SELECTION:
--- --- ---

Step-sister-in-law “E” said, “We need to educate their women.” She said their women are sick and tired of being beaten and held back by their husbands. We need to round them up and put them in a safe place, and teach them how to run their own businesses. That would be the thing to do next to begin transforming the Middle East. “’Islam’ means ‘submission,’” she said, smacking one hand into the other. “We should bomb them and educate their women.”

I swear I’m not making this up.

June 28 addendum: Oh, and I forgot to mention, before all this happened, they had the Chronicles of Narnia showing on DVD for the kids. I watched it too because I had not seen it yet, and I had loved the books as a child. While watching, the daughter of aforementioned "E," who, I must mention, is named "Jordan" after a Middle Eastern country, exclaimed, "Aslan is like Jesus except that Jesus was resurrected after three days, and Aslan was resurrected after one day." Her father, aforementioned "M," said, "That's right Honey."

Speaking of the Lion, the Witch, and the Wardrobe, I give it the same assessment I give David Lynch's adaptation of Frank Herbert's classic Dune. Both have great acting and begin with a rich portrayal of the story. In the case of Dune, much of the richness lies in the production design; in Lion, it is in the wonderful casting and performances of the four kids and all the talking animals, the quick and clear building of the story (because, after all, you have to keep kids' attention), the sinister feel of Narnia in winter, the amazing performance of Tilda Swinton as the evil witch. But both movies lose their richness two-thirds of the way through and degenerate into buildup to war and clash between armies. Important events near the end are subsumed by action sequences, and despite these movies' initial nourishment, the sensitive viewer is left with a feeling of having eaten too much cotton candy.

--- --- ---

SHORT PROBLEM: Decide whether each statement agrees with the passage, giving yes or no and quoting the passage's deciding words. 1. The writer had already seen the Narnia film before that day. 2. The writer judges the Narnia film the same way as David Lynch's adaptation of Dune. 3. "M" disagreed with his daughter's remark about Aslan. The material that comes next stands apart from the passage.

STORED DATA:
--- --- ---

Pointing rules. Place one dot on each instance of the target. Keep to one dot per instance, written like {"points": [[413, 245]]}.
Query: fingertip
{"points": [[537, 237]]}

--- --- ---

SOLUTION FOR THIS PROBLEM:
1. No: "I watched it too because I had not seen it yet"
2. Yes: "I give it the same assessment I give David Lynch's adaptation of Frank Herbert's classic Dune"
3. No: "That's right Honey."